■ **PASSAGE PROVIDED**
━━━━━━━━━━━━━━━━
A guy I know shot this 10 pointer during the shotgun hunt. Look closely.


----------



## 25-ott-06 (Mar 7, 2009)

Scott Adams said:


> A guy I know shot this 10 pointer during the shotgun hunt. Look closely.


What is it a third ear or fith leg.lol


----------



## mjh345 (Jun 17, 2006)

Scott Adams said:


> A guy I know shot this 10 pointer during the shotgun hunt. Look closely.


Is that photoshopped, or for real?


----------



## JMitchell (Dec 28, 2012)

My girl brought me back a honker this afternoon with some jewelry on it.







I called them and it was banded on June 17, 2009 in Nye County Nevada. I got it in the Bitterroot Valley Montana. 

On a side note my buddy went to Canada a few weeks ago and got a snow and it was banded on Wrangle Island Russia in 2007. That is pretty cool.


----------



## Scott Adams (Jun 25, 2003)

mjh345 said:


> Is that photoshopped, or for real?


5th leg. It's real.


----------



## mjh345 (Jun 17, 2006)

Scott Adams said:


> 5th leg. It's real.


Thats creepy. A little mini leg coming out of the neck!!


----------



## Erik Nilsson (Jan 16, 2011)

It would make and interesting mount.


----------



## runnindawgz (Oct 3, 2007)

Heart N Soul’s Pocket Change, CD SH 
I love this shot - my husband sent it to me from his cell in the day break on opening morning. Barely light ... They both had fun getting muddy in the swamp  

Home with a wood duck limit


----------



## MSDOGS1976 (Mar 7, 2009)

Scott Adams said:


> 5th leg. It's real.


Wow, that's amazing. 

Good pics everyone. Keep them coming.


----------



## SjSmith (Oct 25, 2011)

Getting ready to start on ducks. This is a buck that my girl helped find for a buddy. She's a trackin fool.


And my bow kill 8 pointer on my birthday.


----------



## straightsix (Feb 17, 2013)

Trigger on his 1 yr old birthday









Not the best ducks but Trig didn't seem to care. Made every retrieve and never had to get in the boat to recover a bird. Also, Cedar point in the background


----------



## uplandbird (Mar 21, 2013)

TIM DOANE said:


> Will a video do ? http://youtu.be/dnovRD5aKQM


 OMG, love it! The go pro on dog in fast motion, can I say awesome! All these pictures on this thread are great. Thanks all for sharing


----------



## BILL NE NY (Aug 2, 2011)

s the pups first goose hunt on water.


----------



## BILL NE NY (Aug 2, 2011)




----------



## Chris Atkinson (Jan 3, 2003)

*Bus with a Central IL Drake Mallard Nov 23, 2013*









Here's Bus with a drake Mallard from this Saturday's hunt. Special thanks to my buddy Tim Rider for a great hunt. (and to Linus for sharing his spot and his stuff)


----------



## goin2drt (May 9, 2008)

BILL NE NY said:


> s the pups first goose hunt on water.
━━━━━━━━━━━━━━━━
■ **DATASET ROWS**
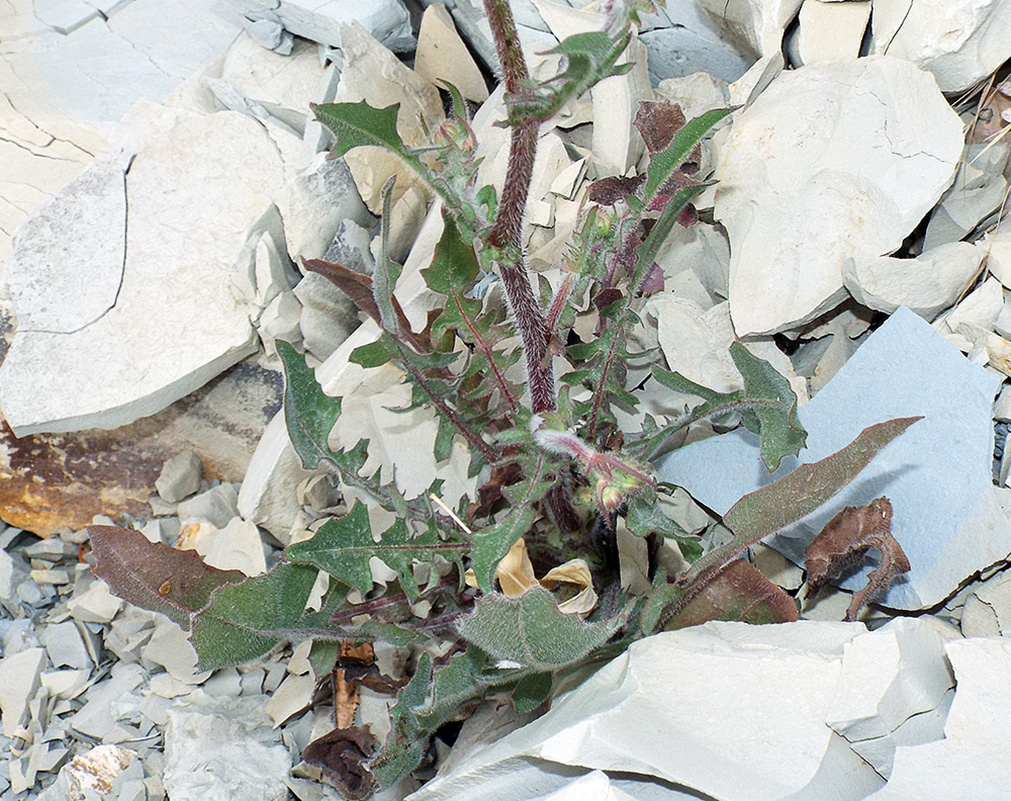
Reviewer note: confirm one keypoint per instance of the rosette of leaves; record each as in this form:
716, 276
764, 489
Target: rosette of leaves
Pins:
━━━━━━━━━━━━━━━━
■ **GIVEN INSTRUCTION 1**
Replace "Pins" with "Markers" in the records and give their lines again with nothing else changed. Leave the pictures out.
■ **GIVEN INSTRUCTION 2**
Write the next part of the hunting forum thread, starting right after the last line shown.
The text and the records were taken from unrelated sources.

■ **RIGHT ANSWER 1**
Reviewer note: confirm one keypoint per instance of the rosette of leaves; record each as in this form:
716, 276
764, 489
Target: rosette of leaves
Markers:

■ **RIGHT ANSWER 2**
What a great pic. Your dog has a little look to him. Kind of like "that's right those are my birds and I am a badass". Thanks for sharing.


----------



## John Robinson (Apr 14, 2009)

Got a mixed bag the other day...


----------



## John Robinson (Apr 14, 2009)

Same spot, just across the slough the next day...


----------



## John Robinson (Apr 14, 2009)

Same spot, just across the slough the next day...


----------



## BJGatley (Dec 31, 2011)

Fantastic pictures folks...Thanks for sharing.


----------



## Mark Teahan (Apr 1, 2012)

twas a good day on napi.


----------



## Loran Marmes (JR) (Jan 19, 2013)

heres axel at 8 months old!!! Great day, thankful for my buddy leaving his very good dog at home so axel can have first hunt alone.


----------



## roseberry (Jun 22, 2010)

this is a pic of the mixing board d j jaydee mac operated at the big blind timer hole at the greentree club. we put greenheads on the dance floor while i was "scratchin' and rappin'!"


----------



## John Robinson (Apr 14, 2009)

It's fun seeing all the different duck species from all across the country...


----------



## Dustin D (Jan 12, 2012)

He did great. Didn't even need to blow the whistle and the remote stayed in the shell bag.

4 Blinds and 1 Mark. One Blind was a True Cold Blind @ around 70 yds. None of us saw the bird go down. As we were leaving we kept looking over there asking ourselves if that was a dead duck. I lined him up, (he couldn't really see it but took a good line)sent him to it and about half way he saw it and he sure enough bought back a dead duck LOL!


----------



## John Robinson (Apr 14, 2009)

Dustin D said:


> He did great. Didn't even need to blow the whistle and the remote stayed in the shell bag.
> 
> 4 Blinds and 1 Mark. One Blind was a True Cold Blind @ around 70 yds. None of us saw the bird go down. As we were leaving we kept looking over there asking ourselves if that was a dead duck. I lined him up, (he couldn't really see it but took a good line)sent him to it and about half way he saw it and he sure enough bought back a dead duck LOL!


They are tiny birds, but I love Green Wing Teal. The only bird I ever mounted was a beautiful drake GWT...


----------



## Dustin D (Jan 12, 2012)

John Robinson said:


> They are tiny birds, but I love Green Wing Teal. The only bird I ever mounted was a beautiful drake GWT...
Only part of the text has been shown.